(Referring expression data)

---*---

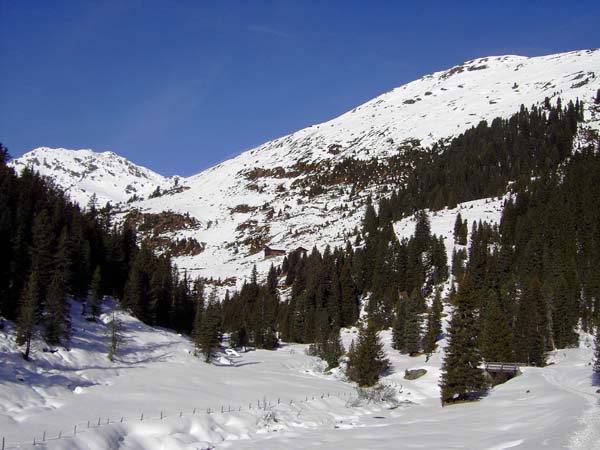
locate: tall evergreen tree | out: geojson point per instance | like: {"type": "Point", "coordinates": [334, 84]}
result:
{"type": "Point", "coordinates": [96, 294]}
{"type": "Point", "coordinates": [27, 314]}
{"type": "Point", "coordinates": [496, 336]}
{"type": "Point", "coordinates": [412, 326]}
{"type": "Point", "coordinates": [461, 375]}
{"type": "Point", "coordinates": [531, 326]}
{"type": "Point", "coordinates": [367, 359]}
{"type": "Point", "coordinates": [56, 316]}
{"type": "Point", "coordinates": [434, 325]}
{"type": "Point", "coordinates": [210, 332]}
{"type": "Point", "coordinates": [597, 353]}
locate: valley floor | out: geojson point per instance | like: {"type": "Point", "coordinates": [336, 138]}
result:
{"type": "Point", "coordinates": [272, 400]}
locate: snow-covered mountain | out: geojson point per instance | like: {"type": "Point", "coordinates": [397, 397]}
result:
{"type": "Point", "coordinates": [83, 173]}
{"type": "Point", "coordinates": [275, 194]}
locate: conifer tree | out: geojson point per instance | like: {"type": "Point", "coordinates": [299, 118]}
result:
{"type": "Point", "coordinates": [412, 325]}
{"type": "Point", "coordinates": [367, 360]}
{"type": "Point", "coordinates": [334, 349]}
{"type": "Point", "coordinates": [461, 376]}
{"type": "Point", "coordinates": [198, 313]}
{"type": "Point", "coordinates": [115, 336]}
{"type": "Point", "coordinates": [210, 332]}
{"type": "Point", "coordinates": [28, 312]}
{"type": "Point", "coordinates": [496, 335]}
{"type": "Point", "coordinates": [56, 317]}
{"type": "Point", "coordinates": [531, 326]}
{"type": "Point", "coordinates": [597, 341]}
{"type": "Point", "coordinates": [96, 295]}
{"type": "Point", "coordinates": [434, 325]}
{"type": "Point", "coordinates": [399, 325]}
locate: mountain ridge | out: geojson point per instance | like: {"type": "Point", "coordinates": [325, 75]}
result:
{"type": "Point", "coordinates": [274, 194]}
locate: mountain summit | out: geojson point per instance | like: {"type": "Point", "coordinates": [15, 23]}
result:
{"type": "Point", "coordinates": [310, 187]}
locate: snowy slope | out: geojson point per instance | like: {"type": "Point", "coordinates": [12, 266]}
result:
{"type": "Point", "coordinates": [271, 400]}
{"type": "Point", "coordinates": [261, 197]}
{"type": "Point", "coordinates": [85, 172]}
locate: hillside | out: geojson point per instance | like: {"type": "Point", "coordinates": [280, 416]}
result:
{"type": "Point", "coordinates": [309, 188]}
{"type": "Point", "coordinates": [82, 173]}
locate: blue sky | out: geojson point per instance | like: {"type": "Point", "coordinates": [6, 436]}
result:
{"type": "Point", "coordinates": [179, 86]}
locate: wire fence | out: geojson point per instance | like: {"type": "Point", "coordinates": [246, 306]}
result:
{"type": "Point", "coordinates": [46, 437]}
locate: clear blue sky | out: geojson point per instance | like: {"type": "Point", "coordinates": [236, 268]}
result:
{"type": "Point", "coordinates": [178, 86]}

---*---

• TO DO: This exercise requires the number of lines in the entries holding the word "instance", written alone.

• RESPONSE BELOW: 11